__What to do__
Lines that contain "weathered": how many are there in the listing below? Answer with a number and nothing more.
- - - - - - -
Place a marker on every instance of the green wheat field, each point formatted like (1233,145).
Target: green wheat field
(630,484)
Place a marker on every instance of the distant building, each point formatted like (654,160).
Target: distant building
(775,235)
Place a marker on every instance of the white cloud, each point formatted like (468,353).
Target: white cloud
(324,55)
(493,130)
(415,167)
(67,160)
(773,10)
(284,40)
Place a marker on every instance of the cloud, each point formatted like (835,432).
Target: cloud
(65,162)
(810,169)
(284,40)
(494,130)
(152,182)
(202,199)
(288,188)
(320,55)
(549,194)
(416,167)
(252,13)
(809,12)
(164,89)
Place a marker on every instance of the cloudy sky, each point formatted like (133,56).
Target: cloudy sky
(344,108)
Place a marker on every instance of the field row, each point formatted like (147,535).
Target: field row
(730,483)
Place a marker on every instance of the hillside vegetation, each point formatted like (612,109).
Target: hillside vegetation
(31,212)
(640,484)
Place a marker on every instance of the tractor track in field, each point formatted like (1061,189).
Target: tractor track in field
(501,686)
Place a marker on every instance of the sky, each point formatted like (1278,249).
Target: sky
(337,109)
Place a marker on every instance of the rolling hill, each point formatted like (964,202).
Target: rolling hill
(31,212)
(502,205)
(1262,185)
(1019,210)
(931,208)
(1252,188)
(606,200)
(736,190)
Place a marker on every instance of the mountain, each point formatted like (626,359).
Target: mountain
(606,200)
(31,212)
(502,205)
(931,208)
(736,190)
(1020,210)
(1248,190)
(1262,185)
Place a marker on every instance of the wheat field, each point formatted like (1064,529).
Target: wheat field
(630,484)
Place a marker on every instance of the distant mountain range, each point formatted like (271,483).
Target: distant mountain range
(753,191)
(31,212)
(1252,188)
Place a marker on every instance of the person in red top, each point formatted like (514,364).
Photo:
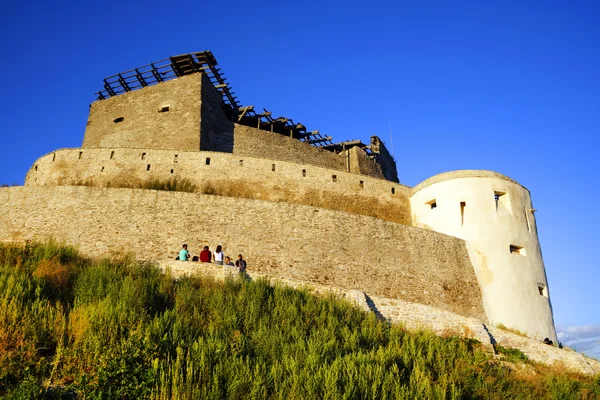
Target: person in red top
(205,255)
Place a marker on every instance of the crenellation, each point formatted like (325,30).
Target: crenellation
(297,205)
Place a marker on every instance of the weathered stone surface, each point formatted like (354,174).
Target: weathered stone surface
- - - - - - -
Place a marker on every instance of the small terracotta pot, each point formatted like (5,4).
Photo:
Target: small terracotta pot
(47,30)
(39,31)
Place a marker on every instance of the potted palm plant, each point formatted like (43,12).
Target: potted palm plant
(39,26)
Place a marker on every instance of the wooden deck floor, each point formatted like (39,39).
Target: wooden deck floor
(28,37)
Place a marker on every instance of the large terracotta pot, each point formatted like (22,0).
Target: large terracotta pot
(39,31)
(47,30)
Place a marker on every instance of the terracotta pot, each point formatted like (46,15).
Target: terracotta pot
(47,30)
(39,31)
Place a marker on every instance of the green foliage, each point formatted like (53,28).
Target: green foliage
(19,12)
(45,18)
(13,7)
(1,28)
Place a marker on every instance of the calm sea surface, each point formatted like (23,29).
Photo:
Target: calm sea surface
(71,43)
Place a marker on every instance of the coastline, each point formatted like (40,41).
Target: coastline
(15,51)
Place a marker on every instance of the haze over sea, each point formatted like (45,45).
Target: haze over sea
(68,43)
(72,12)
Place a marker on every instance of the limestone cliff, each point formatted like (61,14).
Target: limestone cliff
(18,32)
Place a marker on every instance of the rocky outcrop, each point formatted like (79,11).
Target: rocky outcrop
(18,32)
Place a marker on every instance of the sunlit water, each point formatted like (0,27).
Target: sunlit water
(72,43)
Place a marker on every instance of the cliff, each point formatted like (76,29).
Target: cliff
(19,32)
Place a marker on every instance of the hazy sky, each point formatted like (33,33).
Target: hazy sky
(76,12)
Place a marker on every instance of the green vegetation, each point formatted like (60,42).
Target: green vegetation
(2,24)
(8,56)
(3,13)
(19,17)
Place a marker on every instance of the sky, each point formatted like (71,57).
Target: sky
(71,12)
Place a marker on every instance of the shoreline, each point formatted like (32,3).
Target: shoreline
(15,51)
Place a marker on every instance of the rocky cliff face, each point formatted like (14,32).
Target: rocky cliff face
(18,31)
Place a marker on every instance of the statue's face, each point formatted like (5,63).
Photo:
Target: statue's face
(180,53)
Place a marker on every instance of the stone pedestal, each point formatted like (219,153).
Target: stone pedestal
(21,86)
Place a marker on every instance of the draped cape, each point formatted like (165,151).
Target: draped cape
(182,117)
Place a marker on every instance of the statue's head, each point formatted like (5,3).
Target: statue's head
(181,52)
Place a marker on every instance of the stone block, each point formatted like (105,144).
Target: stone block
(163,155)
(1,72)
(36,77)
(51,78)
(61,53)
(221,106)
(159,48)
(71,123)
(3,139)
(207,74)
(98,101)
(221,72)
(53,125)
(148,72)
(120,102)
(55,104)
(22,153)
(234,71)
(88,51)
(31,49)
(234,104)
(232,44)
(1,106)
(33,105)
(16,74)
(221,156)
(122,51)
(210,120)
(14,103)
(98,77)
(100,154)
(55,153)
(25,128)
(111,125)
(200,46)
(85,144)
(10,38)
- - - - - - -
__Task result__
2